■ DIRECTION: Filter the rows below, keeping every line that contains the string "black", and copy each such line unchanged. Matching is case-sensitive.

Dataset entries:
§

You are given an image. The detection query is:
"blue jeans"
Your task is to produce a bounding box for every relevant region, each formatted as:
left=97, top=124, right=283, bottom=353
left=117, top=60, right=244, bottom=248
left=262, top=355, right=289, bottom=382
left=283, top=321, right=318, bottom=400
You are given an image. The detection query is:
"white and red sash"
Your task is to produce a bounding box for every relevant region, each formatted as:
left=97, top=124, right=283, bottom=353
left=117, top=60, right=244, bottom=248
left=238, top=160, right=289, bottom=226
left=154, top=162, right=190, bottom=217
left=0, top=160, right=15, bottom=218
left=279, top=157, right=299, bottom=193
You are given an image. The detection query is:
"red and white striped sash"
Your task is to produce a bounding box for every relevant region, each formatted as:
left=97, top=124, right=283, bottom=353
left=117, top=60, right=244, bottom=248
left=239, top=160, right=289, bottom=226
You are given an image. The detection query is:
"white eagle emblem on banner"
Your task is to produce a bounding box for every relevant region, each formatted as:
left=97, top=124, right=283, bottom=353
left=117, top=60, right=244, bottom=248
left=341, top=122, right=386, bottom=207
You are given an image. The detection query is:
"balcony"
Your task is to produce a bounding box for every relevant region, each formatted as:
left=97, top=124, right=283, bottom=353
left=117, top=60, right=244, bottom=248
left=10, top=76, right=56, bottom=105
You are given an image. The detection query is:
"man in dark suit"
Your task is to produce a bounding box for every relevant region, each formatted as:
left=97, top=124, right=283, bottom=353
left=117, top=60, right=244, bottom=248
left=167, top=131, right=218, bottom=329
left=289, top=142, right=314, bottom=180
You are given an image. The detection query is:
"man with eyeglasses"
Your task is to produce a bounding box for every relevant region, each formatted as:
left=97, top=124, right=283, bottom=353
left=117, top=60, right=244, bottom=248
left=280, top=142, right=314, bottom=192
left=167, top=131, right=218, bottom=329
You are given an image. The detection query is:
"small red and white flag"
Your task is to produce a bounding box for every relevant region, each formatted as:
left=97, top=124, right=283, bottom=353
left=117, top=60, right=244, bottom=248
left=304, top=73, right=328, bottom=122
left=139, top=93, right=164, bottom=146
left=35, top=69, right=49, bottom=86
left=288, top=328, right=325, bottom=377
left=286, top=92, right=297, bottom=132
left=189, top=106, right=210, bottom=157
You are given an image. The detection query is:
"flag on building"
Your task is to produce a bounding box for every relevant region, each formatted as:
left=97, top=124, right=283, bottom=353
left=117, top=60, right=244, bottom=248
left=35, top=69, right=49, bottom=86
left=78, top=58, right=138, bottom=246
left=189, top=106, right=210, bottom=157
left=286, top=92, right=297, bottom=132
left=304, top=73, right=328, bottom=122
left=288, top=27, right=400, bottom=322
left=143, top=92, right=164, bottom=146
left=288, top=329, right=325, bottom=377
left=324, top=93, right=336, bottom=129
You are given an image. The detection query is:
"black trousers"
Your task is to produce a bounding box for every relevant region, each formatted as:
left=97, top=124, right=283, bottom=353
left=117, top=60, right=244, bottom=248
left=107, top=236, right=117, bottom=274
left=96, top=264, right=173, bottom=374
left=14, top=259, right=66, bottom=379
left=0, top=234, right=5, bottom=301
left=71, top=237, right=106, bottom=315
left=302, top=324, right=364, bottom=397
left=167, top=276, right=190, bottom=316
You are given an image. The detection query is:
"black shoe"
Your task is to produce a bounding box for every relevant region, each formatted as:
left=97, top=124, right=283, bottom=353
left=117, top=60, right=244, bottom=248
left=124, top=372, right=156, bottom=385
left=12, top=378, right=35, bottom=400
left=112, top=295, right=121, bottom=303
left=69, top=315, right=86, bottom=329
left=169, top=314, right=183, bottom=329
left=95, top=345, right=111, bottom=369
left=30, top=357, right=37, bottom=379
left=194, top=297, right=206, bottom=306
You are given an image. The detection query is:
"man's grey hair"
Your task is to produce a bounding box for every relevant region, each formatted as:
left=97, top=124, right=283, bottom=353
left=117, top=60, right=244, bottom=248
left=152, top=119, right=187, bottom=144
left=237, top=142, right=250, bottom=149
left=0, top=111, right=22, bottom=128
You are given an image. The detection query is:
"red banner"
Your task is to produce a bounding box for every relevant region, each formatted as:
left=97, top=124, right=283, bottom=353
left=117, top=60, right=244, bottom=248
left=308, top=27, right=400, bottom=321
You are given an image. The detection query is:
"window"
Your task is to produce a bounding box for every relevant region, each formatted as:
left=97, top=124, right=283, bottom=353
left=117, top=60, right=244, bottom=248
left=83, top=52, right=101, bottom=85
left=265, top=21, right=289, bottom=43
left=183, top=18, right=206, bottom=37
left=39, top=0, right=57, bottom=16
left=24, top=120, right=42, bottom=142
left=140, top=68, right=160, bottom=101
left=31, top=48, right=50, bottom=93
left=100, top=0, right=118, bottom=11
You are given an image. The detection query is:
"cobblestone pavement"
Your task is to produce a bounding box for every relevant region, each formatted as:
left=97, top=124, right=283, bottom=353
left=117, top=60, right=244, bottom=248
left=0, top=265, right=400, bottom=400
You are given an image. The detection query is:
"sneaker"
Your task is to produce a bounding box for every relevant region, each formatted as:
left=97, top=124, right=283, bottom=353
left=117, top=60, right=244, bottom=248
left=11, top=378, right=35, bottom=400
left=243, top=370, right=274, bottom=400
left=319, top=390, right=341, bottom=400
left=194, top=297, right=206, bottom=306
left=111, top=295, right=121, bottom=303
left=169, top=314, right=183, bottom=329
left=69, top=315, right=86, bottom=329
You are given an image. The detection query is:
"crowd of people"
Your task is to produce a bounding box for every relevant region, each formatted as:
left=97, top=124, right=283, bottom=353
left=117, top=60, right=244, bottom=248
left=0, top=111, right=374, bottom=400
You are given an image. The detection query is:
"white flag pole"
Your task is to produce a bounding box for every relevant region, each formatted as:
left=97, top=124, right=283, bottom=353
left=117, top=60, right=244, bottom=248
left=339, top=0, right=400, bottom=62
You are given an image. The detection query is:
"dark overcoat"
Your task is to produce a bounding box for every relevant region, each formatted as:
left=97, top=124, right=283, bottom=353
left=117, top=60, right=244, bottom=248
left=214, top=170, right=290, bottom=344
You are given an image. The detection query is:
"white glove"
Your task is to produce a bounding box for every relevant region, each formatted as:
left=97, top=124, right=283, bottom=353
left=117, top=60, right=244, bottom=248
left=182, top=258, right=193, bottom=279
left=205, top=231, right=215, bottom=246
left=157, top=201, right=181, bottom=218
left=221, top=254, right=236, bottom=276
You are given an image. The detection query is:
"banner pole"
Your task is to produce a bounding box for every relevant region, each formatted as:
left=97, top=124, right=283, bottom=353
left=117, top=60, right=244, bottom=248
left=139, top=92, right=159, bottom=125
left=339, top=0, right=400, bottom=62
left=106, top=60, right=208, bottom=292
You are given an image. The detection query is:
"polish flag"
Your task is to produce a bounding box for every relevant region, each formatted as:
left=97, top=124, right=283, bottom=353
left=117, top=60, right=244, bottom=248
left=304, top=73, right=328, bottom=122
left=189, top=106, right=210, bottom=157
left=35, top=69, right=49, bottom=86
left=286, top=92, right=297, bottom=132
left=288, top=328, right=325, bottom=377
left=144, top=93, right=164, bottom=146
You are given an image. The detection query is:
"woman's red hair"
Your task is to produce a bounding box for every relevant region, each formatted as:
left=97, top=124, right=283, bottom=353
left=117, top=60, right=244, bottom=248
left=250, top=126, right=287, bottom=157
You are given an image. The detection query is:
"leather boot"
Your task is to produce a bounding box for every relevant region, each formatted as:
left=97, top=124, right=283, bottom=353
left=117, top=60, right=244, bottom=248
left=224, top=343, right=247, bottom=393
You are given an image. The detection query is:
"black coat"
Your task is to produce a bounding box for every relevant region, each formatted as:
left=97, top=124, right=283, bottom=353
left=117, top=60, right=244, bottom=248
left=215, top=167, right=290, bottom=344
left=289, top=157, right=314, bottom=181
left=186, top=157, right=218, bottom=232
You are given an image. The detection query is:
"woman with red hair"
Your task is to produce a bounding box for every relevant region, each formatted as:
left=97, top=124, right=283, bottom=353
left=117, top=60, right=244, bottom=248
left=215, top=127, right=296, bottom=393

§

■ SOLVED PROBLEM:
"black trousers"
"black shoe"
"black coat"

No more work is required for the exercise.